#### Explore the material
A. According to the Brazil agribusiness article, how many employees does JBS have?
B. Repeat the stretch of the Brazil agribusiness article from "If you are drinking" through "an even bet.".

#### Excerpt provided
#####
If you are drinking a coffee while reading this, there is a three-in-one chance that you are supporting Brazil’s economy. If it is a soy latte, it is an even bet.
Agriculture accounts for a quarter of Brazil’s economy and with some economists forecasting that this is the start of a long-term commodities boom it could soon be more. The hottest new Brazilian telenovela is Terra e Paixão (Land and Passion) where a teacher takes over her murdered husband’s farm.
When you think of South American agriculture companies buying aircraft you probably picture farmers buying crop dusters like Embraer’s Ipanema. The largest agri companies think a lot bigger. JBS, a Brazilian meat producer, had sales of R375bn ($71bn) last year, for example, and has 260,000 employees in more than 20 countries. Large multinationals like this are increasingly looking for options.
“We are seeing strong demand in Brazil. The economy is strong and we are seeing a lot of interest from agribusiness as well as services and retail,” said Stephen Friedrich, chief commercial officer, Embraer talking to CJI in Brazil last week. “We see buyers looking to fly within Brazil and a lot of demand for the Praetor 600’s ability to fly from São Paulo to Miami. A lot of businesses appreciate that.” (Pictured is a Praetor 600, courtesy of Embraer).
#####
#### Records from a data source
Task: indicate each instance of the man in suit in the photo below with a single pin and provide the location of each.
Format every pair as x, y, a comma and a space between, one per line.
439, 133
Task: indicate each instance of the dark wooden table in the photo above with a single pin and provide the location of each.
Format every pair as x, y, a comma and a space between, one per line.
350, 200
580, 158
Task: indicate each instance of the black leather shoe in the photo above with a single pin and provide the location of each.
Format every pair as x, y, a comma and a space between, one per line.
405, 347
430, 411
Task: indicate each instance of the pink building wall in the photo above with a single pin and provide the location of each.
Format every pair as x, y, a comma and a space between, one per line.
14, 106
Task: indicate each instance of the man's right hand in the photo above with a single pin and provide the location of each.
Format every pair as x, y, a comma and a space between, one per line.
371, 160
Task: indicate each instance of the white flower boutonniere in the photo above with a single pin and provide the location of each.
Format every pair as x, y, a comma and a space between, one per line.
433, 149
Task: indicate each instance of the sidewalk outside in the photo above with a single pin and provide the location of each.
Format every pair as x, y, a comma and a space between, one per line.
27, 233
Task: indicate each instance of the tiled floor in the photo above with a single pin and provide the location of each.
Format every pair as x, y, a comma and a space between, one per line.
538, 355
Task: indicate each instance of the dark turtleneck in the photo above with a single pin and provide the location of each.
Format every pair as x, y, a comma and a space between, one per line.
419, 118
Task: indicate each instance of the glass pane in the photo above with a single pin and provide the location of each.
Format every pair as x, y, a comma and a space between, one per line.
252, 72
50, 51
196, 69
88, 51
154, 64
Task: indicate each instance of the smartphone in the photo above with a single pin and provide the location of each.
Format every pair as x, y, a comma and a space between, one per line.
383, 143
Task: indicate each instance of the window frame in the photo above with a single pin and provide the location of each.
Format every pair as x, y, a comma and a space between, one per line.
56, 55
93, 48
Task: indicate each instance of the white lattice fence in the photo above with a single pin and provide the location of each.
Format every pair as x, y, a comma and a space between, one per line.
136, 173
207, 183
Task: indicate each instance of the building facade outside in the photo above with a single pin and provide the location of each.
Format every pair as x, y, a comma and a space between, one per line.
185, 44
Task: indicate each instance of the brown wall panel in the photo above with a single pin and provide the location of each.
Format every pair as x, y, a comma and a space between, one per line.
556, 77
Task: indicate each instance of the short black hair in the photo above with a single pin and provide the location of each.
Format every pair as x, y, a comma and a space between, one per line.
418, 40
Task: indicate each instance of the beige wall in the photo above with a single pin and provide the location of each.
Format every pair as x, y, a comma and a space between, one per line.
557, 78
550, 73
#####
#### Solutions for each task
A. JBS has 260,000 employees in more than 20 countries.

B.
If you are drinking a coffee while reading this, there is a three-in-one chance that you are supporting Brazil’s economy. If it is a soy latte, it is an even bet.